| Task material |

● ● ●

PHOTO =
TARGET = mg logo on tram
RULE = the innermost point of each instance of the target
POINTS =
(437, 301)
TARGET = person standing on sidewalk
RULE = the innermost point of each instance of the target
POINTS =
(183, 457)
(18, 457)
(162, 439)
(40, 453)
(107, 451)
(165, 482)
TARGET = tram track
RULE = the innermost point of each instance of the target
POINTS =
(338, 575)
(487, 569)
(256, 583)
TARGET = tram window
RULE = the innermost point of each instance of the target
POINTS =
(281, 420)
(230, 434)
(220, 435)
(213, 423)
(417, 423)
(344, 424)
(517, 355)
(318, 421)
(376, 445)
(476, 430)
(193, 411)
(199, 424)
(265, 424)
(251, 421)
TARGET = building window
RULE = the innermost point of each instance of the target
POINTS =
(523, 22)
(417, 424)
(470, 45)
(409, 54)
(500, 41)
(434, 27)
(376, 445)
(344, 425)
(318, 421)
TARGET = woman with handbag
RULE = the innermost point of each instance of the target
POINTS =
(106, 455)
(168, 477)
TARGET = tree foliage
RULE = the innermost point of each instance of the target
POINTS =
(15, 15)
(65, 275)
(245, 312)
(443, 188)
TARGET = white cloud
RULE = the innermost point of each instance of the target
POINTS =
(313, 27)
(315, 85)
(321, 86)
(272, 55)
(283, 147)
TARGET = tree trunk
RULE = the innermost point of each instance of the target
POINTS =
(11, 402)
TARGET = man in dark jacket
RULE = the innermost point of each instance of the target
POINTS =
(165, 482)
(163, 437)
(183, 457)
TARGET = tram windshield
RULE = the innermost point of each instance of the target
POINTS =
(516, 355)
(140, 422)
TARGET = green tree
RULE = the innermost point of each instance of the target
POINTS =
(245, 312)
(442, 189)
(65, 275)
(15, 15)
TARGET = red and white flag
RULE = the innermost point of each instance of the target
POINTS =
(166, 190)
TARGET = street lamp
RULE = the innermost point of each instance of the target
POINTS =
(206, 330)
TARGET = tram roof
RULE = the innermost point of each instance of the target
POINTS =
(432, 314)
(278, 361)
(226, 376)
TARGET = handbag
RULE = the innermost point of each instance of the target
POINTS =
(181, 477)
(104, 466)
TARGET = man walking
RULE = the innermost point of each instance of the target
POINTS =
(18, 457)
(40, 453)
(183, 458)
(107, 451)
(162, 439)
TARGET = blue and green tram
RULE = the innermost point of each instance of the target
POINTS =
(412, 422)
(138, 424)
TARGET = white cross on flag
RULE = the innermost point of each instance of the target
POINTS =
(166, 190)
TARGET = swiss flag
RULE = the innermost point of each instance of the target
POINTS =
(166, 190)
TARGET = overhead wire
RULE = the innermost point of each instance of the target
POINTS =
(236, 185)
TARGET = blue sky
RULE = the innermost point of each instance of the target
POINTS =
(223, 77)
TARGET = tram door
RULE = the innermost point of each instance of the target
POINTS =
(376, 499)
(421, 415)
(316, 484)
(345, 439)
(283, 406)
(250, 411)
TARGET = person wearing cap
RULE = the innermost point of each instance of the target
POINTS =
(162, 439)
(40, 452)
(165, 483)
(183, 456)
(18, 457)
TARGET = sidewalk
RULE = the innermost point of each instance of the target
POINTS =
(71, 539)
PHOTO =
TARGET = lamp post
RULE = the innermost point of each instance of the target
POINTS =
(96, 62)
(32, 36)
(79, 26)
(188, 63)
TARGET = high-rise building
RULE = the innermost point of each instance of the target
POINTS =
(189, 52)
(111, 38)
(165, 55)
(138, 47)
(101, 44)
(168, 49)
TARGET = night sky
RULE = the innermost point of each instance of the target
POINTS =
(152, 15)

● ● ●

Swap every "innermost" in the listing above for "central" and write out all of its lines again, changing nothing else.

PHOTO =
TARGET = mg logo on tram
RULE = the central point of each instance of the target
POINTS =
(437, 301)
TARGET = person standing on sidewalk
RULE = the central point of each instance of the target
POINTS =
(183, 457)
(18, 457)
(162, 439)
(40, 453)
(107, 451)
(165, 482)
TARGET = tram track
RULE = the central point of each instance of the target
POINTS =
(338, 575)
(487, 569)
(256, 583)
TARGET = tram window
RULE = the central point of each instance of the target
POINTS =
(281, 420)
(230, 434)
(220, 435)
(213, 423)
(417, 423)
(344, 424)
(517, 355)
(318, 421)
(376, 445)
(476, 430)
(193, 411)
(199, 424)
(265, 424)
(251, 421)
TARGET = building window
RULE = the central point of each instance of the target
POINTS =
(523, 22)
(417, 424)
(470, 45)
(409, 54)
(500, 41)
(434, 27)
(376, 445)
(344, 425)
(318, 421)
TARGET = woman with handbag
RULE = the central point of each instance of the target
POINTS =
(106, 455)
(168, 477)
TARGET = tree foliage
RULE = the central point of each instance of the target
POINTS =
(15, 15)
(65, 275)
(245, 312)
(443, 188)
TARGET = white cloud
RULE = the central point of each instance of the target
POINTS =
(313, 27)
(315, 85)
(321, 86)
(272, 55)
(283, 147)
TARGET = tree trunk
RULE = the central point of each instance of the target
POINTS =
(11, 402)
TARGET = man in dark jacket
RULE = the central point of each instance of the target
POINTS =
(165, 482)
(163, 437)
(183, 457)
TARGET = tram windshield
RULE = the central point of each instance of the target
POINTS =
(516, 355)
(140, 422)
TARGET = green tree
RULE = the central point of each instance of the target
POINTS =
(245, 312)
(442, 189)
(65, 275)
(15, 15)
TARGET = red and white flag
RULE = the central point of each instance of the target
POINTS =
(166, 190)
TARGET = street lamp
RULE = the central point of each instance of the target
POINTS =
(206, 330)
TARGET = tram roof
RULE = the central point of each instance of the target
POINTS =
(432, 314)
(278, 361)
(226, 376)
TARGET = handbag
RULE = the central point of each instance of the target
POINTS =
(181, 477)
(104, 466)
TARGET = man walking
RULE = the central point of each instance of the target
POINTS =
(18, 457)
(40, 453)
(183, 458)
(107, 451)
(162, 439)
TARGET = blue and green tram
RULE = the central point of each instance of the target
POINTS =
(412, 422)
(138, 424)
TARGET = white cross on flag
RULE = the central point of each instance of the target
POINTS =
(166, 190)
TARGET = swiss flag
RULE = the central point of each instance of the target
POINTS =
(166, 190)
TARGET = overhead wire
RULE = the central point of each instance of the target
POINTS =
(236, 185)
TARGET = blue sky
RULE = the central point of each instance of the target
POINTS =
(223, 77)
TARGET = tram door
RULE = the central point of each instance of the target
POINTS =
(376, 499)
(421, 415)
(316, 484)
(345, 439)
(283, 406)
(250, 411)
TARGET = person wearing cap
RULE = the central point of each instance of the target
POINTS =
(162, 439)
(40, 452)
(165, 483)
(183, 456)
(18, 457)
TARGET = sidewalk
RULE = the central point of each instance of the target
POINTS =
(71, 539)
PHOTO =
TARGET = lamp post
RULE = the central point of each instance of the target
POINTS =
(96, 62)
(32, 36)
(79, 26)
(188, 63)
TARGET = high-rise building
RULE = the central point of each instance of the target
POINTS =
(189, 52)
(111, 38)
(165, 55)
(138, 47)
(101, 44)
(168, 49)
TARGET = night sky
RULE = the central point of each instance of the target
POINTS =
(152, 15)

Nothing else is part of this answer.